• _WORK REQUIRED_: Repeat the records below exactly. Omit the pictures.

• _DATA SHOWN_:
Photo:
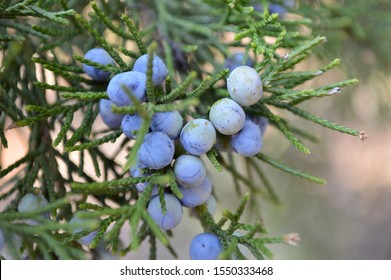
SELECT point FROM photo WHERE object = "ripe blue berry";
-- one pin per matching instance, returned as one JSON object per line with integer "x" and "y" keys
{"x": 205, "y": 246}
{"x": 248, "y": 141}
{"x": 236, "y": 60}
{"x": 156, "y": 151}
{"x": 76, "y": 219}
{"x": 189, "y": 171}
{"x": 159, "y": 69}
{"x": 100, "y": 56}
{"x": 170, "y": 123}
{"x": 197, "y": 195}
{"x": 31, "y": 202}
{"x": 131, "y": 123}
{"x": 227, "y": 116}
{"x": 124, "y": 83}
{"x": 244, "y": 85}
{"x": 211, "y": 205}
{"x": 173, "y": 211}
{"x": 198, "y": 136}
{"x": 110, "y": 118}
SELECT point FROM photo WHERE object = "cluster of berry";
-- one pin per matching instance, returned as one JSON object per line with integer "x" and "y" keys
{"x": 197, "y": 137}
{"x": 226, "y": 119}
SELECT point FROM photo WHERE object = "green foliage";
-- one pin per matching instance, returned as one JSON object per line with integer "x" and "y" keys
{"x": 42, "y": 87}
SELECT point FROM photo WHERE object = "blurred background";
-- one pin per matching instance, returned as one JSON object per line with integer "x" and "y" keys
{"x": 350, "y": 217}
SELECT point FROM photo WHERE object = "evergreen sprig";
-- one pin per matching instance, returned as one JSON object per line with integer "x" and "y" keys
{"x": 42, "y": 87}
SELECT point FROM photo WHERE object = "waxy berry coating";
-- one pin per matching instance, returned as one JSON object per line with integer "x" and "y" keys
{"x": 236, "y": 60}
{"x": 189, "y": 171}
{"x": 98, "y": 55}
{"x": 173, "y": 214}
{"x": 159, "y": 69}
{"x": 156, "y": 151}
{"x": 198, "y": 136}
{"x": 227, "y": 116}
{"x": 110, "y": 118}
{"x": 248, "y": 141}
{"x": 124, "y": 83}
{"x": 244, "y": 85}
{"x": 205, "y": 246}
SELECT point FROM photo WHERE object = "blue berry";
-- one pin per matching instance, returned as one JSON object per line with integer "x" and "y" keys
{"x": 124, "y": 83}
{"x": 173, "y": 211}
{"x": 197, "y": 195}
{"x": 156, "y": 151}
{"x": 76, "y": 219}
{"x": 131, "y": 123}
{"x": 248, "y": 141}
{"x": 100, "y": 56}
{"x": 189, "y": 171}
{"x": 276, "y": 8}
{"x": 170, "y": 123}
{"x": 227, "y": 116}
{"x": 198, "y": 136}
{"x": 2, "y": 241}
{"x": 211, "y": 205}
{"x": 205, "y": 246}
{"x": 159, "y": 69}
{"x": 110, "y": 118}
{"x": 244, "y": 85}
{"x": 31, "y": 202}
{"x": 236, "y": 60}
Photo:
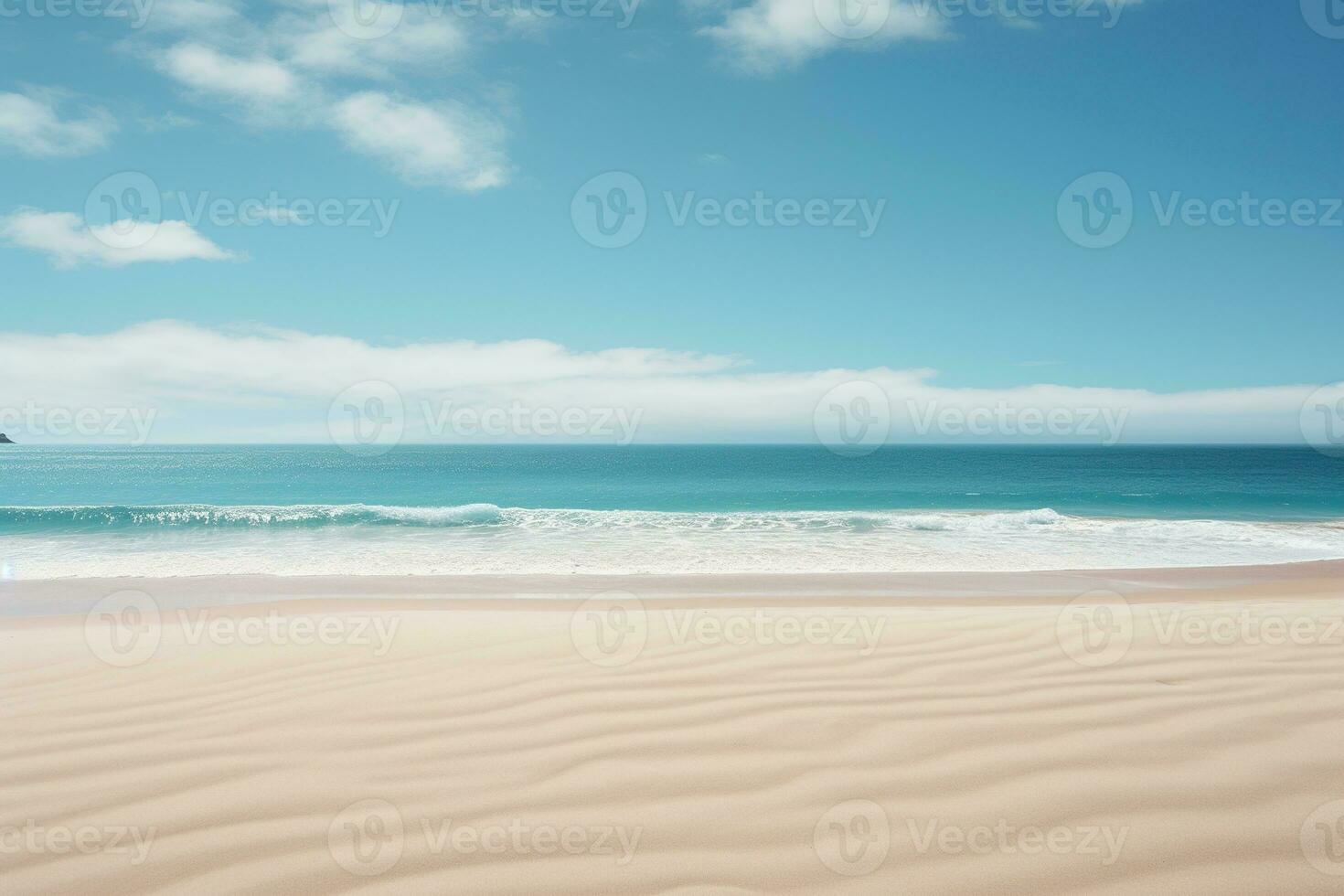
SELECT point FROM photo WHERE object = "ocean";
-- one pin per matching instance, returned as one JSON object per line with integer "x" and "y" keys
{"x": 659, "y": 509}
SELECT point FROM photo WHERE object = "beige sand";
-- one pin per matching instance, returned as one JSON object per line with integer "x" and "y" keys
{"x": 752, "y": 738}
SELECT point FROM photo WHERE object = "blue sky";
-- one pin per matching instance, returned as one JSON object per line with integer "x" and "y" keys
{"x": 966, "y": 129}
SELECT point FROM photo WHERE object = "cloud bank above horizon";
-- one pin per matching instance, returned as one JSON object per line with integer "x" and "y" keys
{"x": 257, "y": 384}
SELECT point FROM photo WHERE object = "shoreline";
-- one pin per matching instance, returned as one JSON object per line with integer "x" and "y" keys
{"x": 1316, "y": 579}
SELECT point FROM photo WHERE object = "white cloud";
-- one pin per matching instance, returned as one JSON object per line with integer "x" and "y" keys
{"x": 768, "y": 35}
{"x": 33, "y": 125}
{"x": 192, "y": 15}
{"x": 208, "y": 70}
{"x": 70, "y": 242}
{"x": 443, "y": 144}
{"x": 293, "y": 69}
{"x": 265, "y": 384}
{"x": 420, "y": 39}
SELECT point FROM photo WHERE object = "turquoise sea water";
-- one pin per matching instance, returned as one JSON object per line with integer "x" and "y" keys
{"x": 425, "y": 509}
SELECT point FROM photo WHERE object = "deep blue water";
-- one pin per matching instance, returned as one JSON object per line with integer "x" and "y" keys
{"x": 1166, "y": 483}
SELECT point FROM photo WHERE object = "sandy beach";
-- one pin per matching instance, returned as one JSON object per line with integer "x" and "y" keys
{"x": 1089, "y": 732}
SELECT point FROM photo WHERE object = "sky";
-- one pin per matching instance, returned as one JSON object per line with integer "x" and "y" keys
{"x": 972, "y": 197}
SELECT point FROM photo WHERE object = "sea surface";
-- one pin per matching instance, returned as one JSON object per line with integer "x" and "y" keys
{"x": 659, "y": 509}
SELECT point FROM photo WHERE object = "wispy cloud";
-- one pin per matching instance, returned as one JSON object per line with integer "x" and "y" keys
{"x": 265, "y": 384}
{"x": 443, "y": 144}
{"x": 294, "y": 69}
{"x": 31, "y": 123}
{"x": 768, "y": 35}
{"x": 70, "y": 242}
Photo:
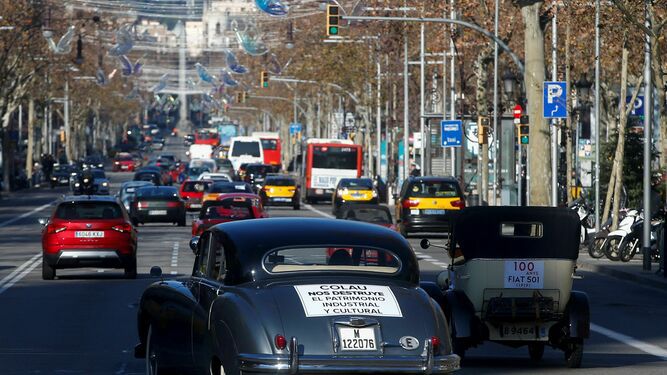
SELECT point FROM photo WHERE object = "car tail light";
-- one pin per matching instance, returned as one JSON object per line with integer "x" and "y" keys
{"x": 123, "y": 228}
{"x": 51, "y": 229}
{"x": 435, "y": 341}
{"x": 459, "y": 203}
{"x": 281, "y": 342}
{"x": 407, "y": 203}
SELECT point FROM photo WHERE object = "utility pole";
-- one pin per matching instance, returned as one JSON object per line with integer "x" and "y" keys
{"x": 495, "y": 107}
{"x": 421, "y": 100}
{"x": 554, "y": 122}
{"x": 597, "y": 116}
{"x": 648, "y": 124}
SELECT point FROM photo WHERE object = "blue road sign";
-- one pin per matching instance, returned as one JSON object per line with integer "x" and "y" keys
{"x": 638, "y": 108}
{"x": 295, "y": 128}
{"x": 555, "y": 100}
{"x": 451, "y": 133}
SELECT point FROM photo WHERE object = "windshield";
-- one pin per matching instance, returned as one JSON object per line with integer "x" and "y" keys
{"x": 358, "y": 259}
{"x": 357, "y": 184}
{"x": 258, "y": 169}
{"x": 327, "y": 157}
{"x": 433, "y": 189}
{"x": 236, "y": 209}
{"x": 229, "y": 187}
{"x": 157, "y": 192}
{"x": 195, "y": 186}
{"x": 88, "y": 211}
{"x": 251, "y": 148}
{"x": 368, "y": 215}
{"x": 269, "y": 144}
{"x": 280, "y": 181}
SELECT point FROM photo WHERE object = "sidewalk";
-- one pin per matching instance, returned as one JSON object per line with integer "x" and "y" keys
{"x": 630, "y": 271}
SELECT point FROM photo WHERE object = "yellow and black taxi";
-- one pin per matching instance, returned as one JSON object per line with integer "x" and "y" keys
{"x": 280, "y": 190}
{"x": 428, "y": 204}
{"x": 353, "y": 191}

• _YOUR RESPONSE_:
Photo:
SELECT point FROM photo WHERE object = "ripe blue berry";
-- one pin per matching instance, returned as one JSON object per line with integer "x" and "y" keys
{"x": 205, "y": 246}
{"x": 248, "y": 141}
{"x": 236, "y": 60}
{"x": 156, "y": 151}
{"x": 76, "y": 219}
{"x": 189, "y": 171}
{"x": 159, "y": 69}
{"x": 100, "y": 56}
{"x": 170, "y": 123}
{"x": 197, "y": 195}
{"x": 31, "y": 202}
{"x": 131, "y": 123}
{"x": 227, "y": 116}
{"x": 124, "y": 83}
{"x": 244, "y": 85}
{"x": 211, "y": 205}
{"x": 173, "y": 211}
{"x": 198, "y": 136}
{"x": 110, "y": 118}
SELECT point FROM photo WHERE object = "cluster of berry";
-- one pin per matching instance, returned as one JSON object per line with integer "x" and "y" keys
{"x": 197, "y": 137}
{"x": 226, "y": 119}
SELECT point FROM photo WHERE object = "green foliage";
-- one pin per matching instance, returned as one JSON object per line with integer "x" and "y" keys
{"x": 42, "y": 87}
SELECT point FROM photo WHERE object = "blurred background";
-- one pin per matching instance, returned as one JSON object per line with integer "x" and "y" keys
{"x": 350, "y": 217}
SELECT point FROM photo WHERE object = "evergreen sprig";
-- one pin per matching instance, returned as one JSON object per line with integer "x" and "y" keys
{"x": 42, "y": 87}
SELECT point FROM photo WHERE object = "waxy berry coating";
-- one pin per matching instance, returned as one JSON object per line with integer "x" and "y" keys
{"x": 236, "y": 60}
{"x": 189, "y": 171}
{"x": 98, "y": 55}
{"x": 173, "y": 214}
{"x": 159, "y": 69}
{"x": 156, "y": 151}
{"x": 198, "y": 136}
{"x": 227, "y": 116}
{"x": 110, "y": 118}
{"x": 248, "y": 141}
{"x": 124, "y": 83}
{"x": 244, "y": 85}
{"x": 205, "y": 246}
SELECT point FROM photo WHERE object = "blue berry";
-- one pin per matching instance, returned as one JSON object per line with integer "x" and "y" keys
{"x": 124, "y": 83}
{"x": 173, "y": 211}
{"x": 197, "y": 195}
{"x": 156, "y": 151}
{"x": 76, "y": 219}
{"x": 131, "y": 123}
{"x": 248, "y": 141}
{"x": 100, "y": 56}
{"x": 189, "y": 171}
{"x": 276, "y": 8}
{"x": 170, "y": 123}
{"x": 227, "y": 116}
{"x": 198, "y": 136}
{"x": 2, "y": 241}
{"x": 211, "y": 205}
{"x": 205, "y": 246}
{"x": 159, "y": 69}
{"x": 110, "y": 118}
{"x": 244, "y": 85}
{"x": 31, "y": 202}
{"x": 236, "y": 60}
Photo:
SELECT point FROM photo WHERE object = "ocean";
-- one pin per matching instance, returned as one JSON object per line with integer "x" and "y" keys
{"x": 659, "y": 509}
SELECT point FROM photo WHERE object = "beige sand";
-- one pin per matching instance, returned as one JSON object per line with integer "x" and "y" keys
{"x": 752, "y": 738}
SELECT point FROM photo WHERE object = "blue sky";
-- one pin per matching instance, returned as one JSON object per line with integer "x" and "y" keys
{"x": 966, "y": 129}
SELECT point FROM photo WHERE object = "cloud bank above horizon";
-- one pin per matching instance, returned as one JSON object per line with integer "x" and "y" keys
{"x": 257, "y": 384}
SELECT point FROM photo WHERE object = "shoreline";
-- one pin per matching instance, returned as one JSON object per line with integer "x" and "y" keys
{"x": 1316, "y": 579}
SELECT point FROM photo WHERE object = "white cloud";
-- one pin per matching instance, returned as one JSON object per line with integer "x" and "y" keys
{"x": 768, "y": 35}
{"x": 33, "y": 125}
{"x": 192, "y": 15}
{"x": 208, "y": 70}
{"x": 70, "y": 242}
{"x": 443, "y": 144}
{"x": 293, "y": 69}
{"x": 265, "y": 384}
{"x": 420, "y": 39}
SELECT point FROM photo WHERE object = "turquoise sea water";
-- one pin per matching instance, returned as one JSON object per line with integer "x" and "y" keys
{"x": 425, "y": 509}
SELECT point FROM photo WHERE object = "deep blue water";
-- one pin per matching instance, returned as one JSON object per line with integer "x" and "y" keys
{"x": 1166, "y": 483}
SELECT point FROM photo WHERE object = "sandy beach";
-- one pin per matching instance, returned as one JSON object per line with integer "x" and "y" keys
{"x": 1089, "y": 732}
SELECT point FROM photo WHERE object = "sky";
-- one pin per matching instance, returned as one JSON object per line with integer "x" and "y" keys
{"x": 972, "y": 197}
SELECT point FROM photo WHERE object = "sea surface";
-- one pin per matching instance, returned as one JSON object per line with integer "x" and "y" keys
{"x": 659, "y": 509}
SELECT point FROM photo WHERE object = "wispy cloud";
-- one pin per matching instance, returned as one JSON object per line with integer "x" and "y" keys
{"x": 265, "y": 384}
{"x": 443, "y": 144}
{"x": 294, "y": 69}
{"x": 31, "y": 123}
{"x": 768, "y": 35}
{"x": 70, "y": 242}
Photo:
SELECT point FROM photo WHERE object = "car tail light";
-- one pin per matching instance, returned as one JSON object per line with integer "x" and "y" keys
{"x": 123, "y": 228}
{"x": 51, "y": 229}
{"x": 435, "y": 341}
{"x": 459, "y": 203}
{"x": 281, "y": 342}
{"x": 407, "y": 203}
SELECT point FROM photo WHERE object = "utility pole";
-- one pin per matching instance, returned as one JSON object per line with integer "x" and "y" keys
{"x": 495, "y": 107}
{"x": 421, "y": 100}
{"x": 554, "y": 122}
{"x": 597, "y": 116}
{"x": 648, "y": 124}
SELECT point FROM photo WHERE object = "blue road sign";
-- one pin per matching instance, returned as one JSON object per line with integer "x" and "y" keys
{"x": 638, "y": 108}
{"x": 295, "y": 128}
{"x": 555, "y": 100}
{"x": 451, "y": 133}
SELECT point FROM photo WHERE object = "windshield";
-- one pin per matching instance, returned as one JSON object per line with integer "x" and "y" keys
{"x": 358, "y": 259}
{"x": 357, "y": 184}
{"x": 258, "y": 169}
{"x": 327, "y": 157}
{"x": 433, "y": 189}
{"x": 236, "y": 209}
{"x": 229, "y": 187}
{"x": 157, "y": 192}
{"x": 195, "y": 186}
{"x": 88, "y": 211}
{"x": 251, "y": 148}
{"x": 368, "y": 215}
{"x": 269, "y": 144}
{"x": 280, "y": 181}
SELECT point FROM photo WHERE object = "sidewalk";
-- one pin per matching instance, returned as one JSON object per line with integer "x" and "y" keys
{"x": 630, "y": 271}
SELECT point FROM photo WHERE object = "yellow and black taxi";
-- one pin per matching instance, returned as one JSON object per line with integer "x" and "y" keys
{"x": 280, "y": 190}
{"x": 428, "y": 204}
{"x": 353, "y": 191}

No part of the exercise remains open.